AVAILABLE DATA Start Marker
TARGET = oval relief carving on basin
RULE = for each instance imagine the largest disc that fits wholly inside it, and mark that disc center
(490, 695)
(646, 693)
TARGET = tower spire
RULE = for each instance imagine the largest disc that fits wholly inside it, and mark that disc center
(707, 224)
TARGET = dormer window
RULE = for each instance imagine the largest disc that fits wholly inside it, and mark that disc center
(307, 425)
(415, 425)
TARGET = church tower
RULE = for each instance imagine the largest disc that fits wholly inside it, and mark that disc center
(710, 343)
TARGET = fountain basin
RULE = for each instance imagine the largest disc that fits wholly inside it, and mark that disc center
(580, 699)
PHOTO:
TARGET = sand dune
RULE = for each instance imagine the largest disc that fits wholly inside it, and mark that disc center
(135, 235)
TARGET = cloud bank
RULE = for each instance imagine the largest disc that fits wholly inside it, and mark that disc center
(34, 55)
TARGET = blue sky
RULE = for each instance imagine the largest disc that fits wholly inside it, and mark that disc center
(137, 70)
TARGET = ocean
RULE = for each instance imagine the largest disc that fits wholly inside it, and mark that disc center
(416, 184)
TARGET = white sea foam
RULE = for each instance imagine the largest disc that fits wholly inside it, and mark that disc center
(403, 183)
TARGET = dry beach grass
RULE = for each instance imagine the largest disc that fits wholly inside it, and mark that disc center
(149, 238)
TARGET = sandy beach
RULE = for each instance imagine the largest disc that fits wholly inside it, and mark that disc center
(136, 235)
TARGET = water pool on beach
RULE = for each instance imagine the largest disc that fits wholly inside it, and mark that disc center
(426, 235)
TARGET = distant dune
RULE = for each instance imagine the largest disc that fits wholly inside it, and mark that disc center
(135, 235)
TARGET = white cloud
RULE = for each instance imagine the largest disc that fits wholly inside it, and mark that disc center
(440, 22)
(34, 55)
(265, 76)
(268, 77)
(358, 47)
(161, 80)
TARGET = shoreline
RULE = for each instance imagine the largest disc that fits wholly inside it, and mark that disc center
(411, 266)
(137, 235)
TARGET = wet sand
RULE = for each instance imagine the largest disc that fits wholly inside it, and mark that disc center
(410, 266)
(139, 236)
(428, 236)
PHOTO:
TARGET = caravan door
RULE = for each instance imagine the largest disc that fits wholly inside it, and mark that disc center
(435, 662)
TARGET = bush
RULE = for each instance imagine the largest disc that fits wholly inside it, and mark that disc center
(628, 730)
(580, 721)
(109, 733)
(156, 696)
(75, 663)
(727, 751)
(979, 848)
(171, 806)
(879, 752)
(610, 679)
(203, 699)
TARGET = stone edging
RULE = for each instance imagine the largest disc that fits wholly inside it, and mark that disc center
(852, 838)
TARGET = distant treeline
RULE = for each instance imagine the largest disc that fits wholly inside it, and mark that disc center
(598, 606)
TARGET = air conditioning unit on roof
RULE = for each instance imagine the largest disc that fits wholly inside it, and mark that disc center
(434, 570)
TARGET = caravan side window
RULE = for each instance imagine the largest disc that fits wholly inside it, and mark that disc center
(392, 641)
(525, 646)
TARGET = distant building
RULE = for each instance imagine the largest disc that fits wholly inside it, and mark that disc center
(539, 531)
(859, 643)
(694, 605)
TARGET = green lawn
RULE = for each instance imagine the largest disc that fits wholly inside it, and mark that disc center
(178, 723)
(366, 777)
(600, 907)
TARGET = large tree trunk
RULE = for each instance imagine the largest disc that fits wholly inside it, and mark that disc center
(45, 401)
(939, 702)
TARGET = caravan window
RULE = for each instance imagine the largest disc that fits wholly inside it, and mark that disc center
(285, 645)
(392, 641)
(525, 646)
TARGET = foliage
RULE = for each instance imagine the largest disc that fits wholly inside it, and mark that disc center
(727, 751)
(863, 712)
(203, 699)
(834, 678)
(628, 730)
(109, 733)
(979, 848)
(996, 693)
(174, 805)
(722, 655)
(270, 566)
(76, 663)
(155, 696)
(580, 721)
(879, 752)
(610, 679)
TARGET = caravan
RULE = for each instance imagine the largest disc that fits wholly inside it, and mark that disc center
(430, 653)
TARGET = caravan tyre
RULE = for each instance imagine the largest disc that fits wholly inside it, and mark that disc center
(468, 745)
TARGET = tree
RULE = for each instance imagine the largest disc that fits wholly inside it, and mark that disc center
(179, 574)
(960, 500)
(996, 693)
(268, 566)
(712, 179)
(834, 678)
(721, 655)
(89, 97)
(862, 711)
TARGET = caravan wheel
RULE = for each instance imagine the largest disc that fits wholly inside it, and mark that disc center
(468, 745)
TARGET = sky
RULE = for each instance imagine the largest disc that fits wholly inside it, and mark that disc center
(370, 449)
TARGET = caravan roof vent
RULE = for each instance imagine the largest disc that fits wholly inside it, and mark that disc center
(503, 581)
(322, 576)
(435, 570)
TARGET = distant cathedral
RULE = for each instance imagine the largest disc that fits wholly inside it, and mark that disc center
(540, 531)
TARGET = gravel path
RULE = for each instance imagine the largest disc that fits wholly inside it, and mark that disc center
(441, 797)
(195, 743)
AVAILABLE DATA End Marker
### WHAT THE EXERCISE ASKS
Your answer should consist of copies of the lines above that include the string "tower".

### TASK RESULT
TARGET = tower spire
TARGET = church tower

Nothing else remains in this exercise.